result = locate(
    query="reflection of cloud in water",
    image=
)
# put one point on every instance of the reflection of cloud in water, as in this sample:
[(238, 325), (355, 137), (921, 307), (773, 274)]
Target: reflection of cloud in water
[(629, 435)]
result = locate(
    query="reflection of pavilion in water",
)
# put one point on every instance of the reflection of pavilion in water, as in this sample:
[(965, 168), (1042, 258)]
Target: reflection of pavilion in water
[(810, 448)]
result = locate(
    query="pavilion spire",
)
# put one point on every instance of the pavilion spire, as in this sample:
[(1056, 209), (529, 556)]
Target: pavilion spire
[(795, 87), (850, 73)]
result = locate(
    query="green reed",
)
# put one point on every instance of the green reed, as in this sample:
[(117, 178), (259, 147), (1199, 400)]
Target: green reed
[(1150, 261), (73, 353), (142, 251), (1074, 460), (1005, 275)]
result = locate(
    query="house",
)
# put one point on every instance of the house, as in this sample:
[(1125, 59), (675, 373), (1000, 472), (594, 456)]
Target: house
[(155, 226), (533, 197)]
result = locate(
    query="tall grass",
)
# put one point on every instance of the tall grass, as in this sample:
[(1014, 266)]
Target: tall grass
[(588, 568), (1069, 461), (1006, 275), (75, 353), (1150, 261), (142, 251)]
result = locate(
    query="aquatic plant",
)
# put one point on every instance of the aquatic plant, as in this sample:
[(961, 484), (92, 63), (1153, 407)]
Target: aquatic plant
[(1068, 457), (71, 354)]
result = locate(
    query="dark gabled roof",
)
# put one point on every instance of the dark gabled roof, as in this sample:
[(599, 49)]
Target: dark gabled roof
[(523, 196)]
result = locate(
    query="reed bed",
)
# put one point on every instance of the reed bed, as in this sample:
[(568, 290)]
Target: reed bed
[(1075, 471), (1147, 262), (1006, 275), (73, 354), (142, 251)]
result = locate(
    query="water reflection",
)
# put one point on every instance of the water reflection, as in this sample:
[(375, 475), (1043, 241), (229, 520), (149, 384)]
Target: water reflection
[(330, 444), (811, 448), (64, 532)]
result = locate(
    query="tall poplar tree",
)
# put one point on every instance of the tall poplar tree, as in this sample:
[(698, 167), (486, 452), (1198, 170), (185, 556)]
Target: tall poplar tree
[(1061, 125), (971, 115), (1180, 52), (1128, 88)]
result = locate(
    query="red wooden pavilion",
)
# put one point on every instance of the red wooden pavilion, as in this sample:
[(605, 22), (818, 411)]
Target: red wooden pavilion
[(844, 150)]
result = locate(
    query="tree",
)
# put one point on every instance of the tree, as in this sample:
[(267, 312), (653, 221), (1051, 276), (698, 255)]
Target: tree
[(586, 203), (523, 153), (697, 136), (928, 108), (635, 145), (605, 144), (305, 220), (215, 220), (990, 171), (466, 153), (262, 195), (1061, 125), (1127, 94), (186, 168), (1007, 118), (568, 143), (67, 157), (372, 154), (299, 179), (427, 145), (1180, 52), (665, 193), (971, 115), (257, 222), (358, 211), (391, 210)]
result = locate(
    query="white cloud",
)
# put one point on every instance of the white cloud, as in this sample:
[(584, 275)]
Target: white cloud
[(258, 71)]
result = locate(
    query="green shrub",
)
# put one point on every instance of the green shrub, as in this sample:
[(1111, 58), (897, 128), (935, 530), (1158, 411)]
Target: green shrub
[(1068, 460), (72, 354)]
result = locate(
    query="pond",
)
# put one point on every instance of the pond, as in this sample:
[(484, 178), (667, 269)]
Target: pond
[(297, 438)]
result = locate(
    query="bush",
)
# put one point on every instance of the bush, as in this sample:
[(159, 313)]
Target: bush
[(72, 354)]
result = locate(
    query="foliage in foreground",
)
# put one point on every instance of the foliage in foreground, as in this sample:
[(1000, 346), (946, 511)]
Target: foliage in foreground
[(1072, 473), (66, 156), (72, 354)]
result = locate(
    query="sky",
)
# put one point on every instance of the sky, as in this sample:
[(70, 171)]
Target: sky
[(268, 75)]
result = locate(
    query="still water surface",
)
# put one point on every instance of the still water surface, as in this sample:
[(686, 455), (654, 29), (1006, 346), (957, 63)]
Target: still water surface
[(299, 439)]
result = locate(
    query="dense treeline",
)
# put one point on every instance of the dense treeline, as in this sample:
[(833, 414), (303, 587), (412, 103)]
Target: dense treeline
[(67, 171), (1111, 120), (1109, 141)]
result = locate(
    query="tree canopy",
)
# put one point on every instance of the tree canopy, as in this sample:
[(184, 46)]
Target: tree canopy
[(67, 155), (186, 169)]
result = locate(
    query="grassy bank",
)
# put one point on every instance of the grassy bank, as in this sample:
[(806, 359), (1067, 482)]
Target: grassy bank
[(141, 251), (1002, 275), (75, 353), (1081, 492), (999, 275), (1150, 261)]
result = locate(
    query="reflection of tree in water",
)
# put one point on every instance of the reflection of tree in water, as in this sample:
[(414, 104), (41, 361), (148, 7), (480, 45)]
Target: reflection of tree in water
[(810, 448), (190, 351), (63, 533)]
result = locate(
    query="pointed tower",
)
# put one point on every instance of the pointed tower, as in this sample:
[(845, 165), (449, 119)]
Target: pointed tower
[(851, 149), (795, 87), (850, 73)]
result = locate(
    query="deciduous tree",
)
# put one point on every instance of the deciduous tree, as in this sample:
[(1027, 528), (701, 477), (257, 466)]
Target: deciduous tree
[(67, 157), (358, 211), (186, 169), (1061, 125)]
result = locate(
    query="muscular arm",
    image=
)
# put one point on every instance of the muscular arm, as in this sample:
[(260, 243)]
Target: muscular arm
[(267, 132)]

- - - -

Each record above should be output again exactly.

result = locate(
    query="reflection of cloud in water",
    image=
)
# put one point on every instance of the reflection of cloud in water, as in this sample:
[(238, 325), (355, 137), (921, 307), (773, 274)]
Target: reflection of cloud in water
[(629, 435)]
result = locate(
    query="reflection of pavilion in water",
)
# put one point on every instance of the reflection of pavilion in water, as in this sample:
[(965, 168), (1042, 258)]
Target: reflection of pavilion in water
[(810, 448)]
result = locate(
    query="pavilion spire",
)
# put one point on every instance of the pavilion spire, as in this sample:
[(1056, 209), (529, 556)]
Target: pavilion spire
[(795, 87), (850, 73)]
result = locate(
    query="green reed",
)
# put one point on every instance of the green reed, as in this sample:
[(117, 178), (259, 147), (1199, 400)]
Target: green reed
[(1150, 261), (73, 353), (142, 251), (1074, 460), (1005, 275)]
result = locate(
    query="house",
)
# put one point on every instance of the house, as in this sample:
[(1125, 59), (675, 373), (1000, 472), (594, 456)]
Target: house
[(155, 226), (533, 197)]
result = locate(
    query="tall grass",
)
# put one point on every instance of the tall grass, as in this sample:
[(1014, 266)]
Target: tall grass
[(588, 568), (1069, 461), (1006, 275), (75, 353), (1150, 261), (142, 251)]
result = locate(
    query="aquatic plant",
)
# put one point on every instance of the aquatic plant, as in this sample:
[(961, 484), (92, 63), (1153, 407)]
Target: aquatic plant
[(1068, 457), (71, 354)]
result = locate(
    query="dark gabled roof",
)
# put one point on every instance of the dark gabled roof, as in this sample:
[(599, 49)]
Target: dark gabled roof
[(523, 196)]
result = locate(
    query="reed bed",
)
# put one point on every instance of the reed bed, as in this sample:
[(568, 290)]
Target: reed bed
[(1075, 471), (1147, 262), (1006, 275), (73, 354), (142, 251)]
result = locate(
    query="water reflection",
)
# put one point on every instance of the water reflection, as in this sample:
[(375, 475), (1043, 241), (229, 520), (149, 384)]
Target: water reflection
[(330, 444), (811, 448), (64, 532)]
result = locate(
    query="tall poplar tree",
)
# put one point on every instance of the tall poplar tree, as in this sample:
[(698, 167), (486, 452), (1198, 170), (185, 556)]
Target: tall poplar tree
[(1061, 125), (971, 115), (1180, 52), (1128, 88)]
result = locate(
    query="red wooden pavilion",
)
# put one point on every instance of the red wooden pavilion, as in this sample:
[(605, 22), (818, 411)]
Target: red wooden pavilion
[(844, 150)]
result = locate(
    query="tree",
)
# put one point on every instance of the tree, as in this sample:
[(267, 312), (653, 221), (1051, 276), (698, 255)]
Target: tree
[(586, 203), (523, 153), (697, 136), (928, 108), (635, 145), (605, 144), (305, 220), (215, 220), (990, 171), (466, 153), (262, 195), (1061, 125), (1127, 94), (186, 168), (1007, 118), (568, 143), (67, 157), (372, 154), (299, 179), (427, 145), (1180, 52), (665, 193), (971, 115), (257, 222), (358, 211), (391, 210)]
result = locate(
    query="white cloud",
)
# put one point on every instance of the white cloud, as in this sample:
[(584, 275)]
Target: white cloud
[(258, 71)]
result = locate(
    query="green shrub",
)
# put one point on every instance of the green shrub, as in this sample:
[(1111, 58), (897, 128), (935, 530), (1158, 411)]
Target: green shrub
[(1068, 460), (72, 354)]
result = locate(
    query="pond",
)
# put one point on every instance of the pond, as in this sample:
[(484, 178), (667, 269)]
Target: pond
[(297, 438)]
result = locate(
    query="bush",
)
# put one point on every instance of the bush, as in this sample:
[(159, 313)]
Target: bush
[(72, 354)]
result = locate(
    query="foliage in foreground",
)
# put one point on every instance of the foliage in foreground, as in this sample:
[(1000, 346), (946, 511)]
Target: foliage in foreground
[(1072, 473), (66, 156), (72, 354)]
result = locate(
    query="sky",
)
# put one point on every instance of the sky, as in this sample:
[(70, 171)]
Target: sky
[(268, 75)]
result = locate(
    query="still water surface",
)
# put one point on every instance of the still water surface, as in this sample:
[(686, 455), (654, 29), (1006, 346), (957, 63)]
Target: still water surface
[(299, 439)]
result = locate(
    query="dense treeline",
)
# put one point on every instance of the dense treeline, as in this sample:
[(833, 414), (303, 587), (412, 103)]
Target: dense treeline
[(67, 171), (1111, 120), (1109, 141)]
result = locate(
    query="tree canopy",
)
# put one point on every instance of the tree canopy, as in this sample:
[(184, 46)]
Target: tree canopy
[(67, 155), (186, 169)]
result = locate(
    query="grassy bank",
)
# put one point on every instance of the grassy bank, as in this sample:
[(806, 359), (1067, 482)]
Target: grassy bank
[(141, 251), (1002, 275), (75, 353), (1081, 492), (999, 275), (1150, 261)]
result = locate(
    query="reflection of tree in water",
)
# put one point on every instance of the reflection of tree in water, as in this sample:
[(414, 104), (41, 361), (148, 7), (480, 45)]
Target: reflection of tree in water
[(810, 448), (190, 351), (63, 533)]
result = locate(
    query="pointed tower",
)
# put one point on every instance of the pointed tower, as in this sample:
[(845, 165), (449, 119)]
Target: pointed tower
[(851, 149), (795, 87), (850, 73)]
result = locate(
    query="deciduous tree",
)
# put one point on every instance of the deciduous tree, as in this sample:
[(1027, 528), (701, 477), (257, 466)]
Target: deciduous tree
[(67, 157), (358, 211), (186, 169), (1061, 125)]
result = locate(
    query="muscular arm",
    image=
)
# put one point on every instance of the muscular arm, as in this sample:
[(260, 243)]
Target: muscular arm
[(267, 132)]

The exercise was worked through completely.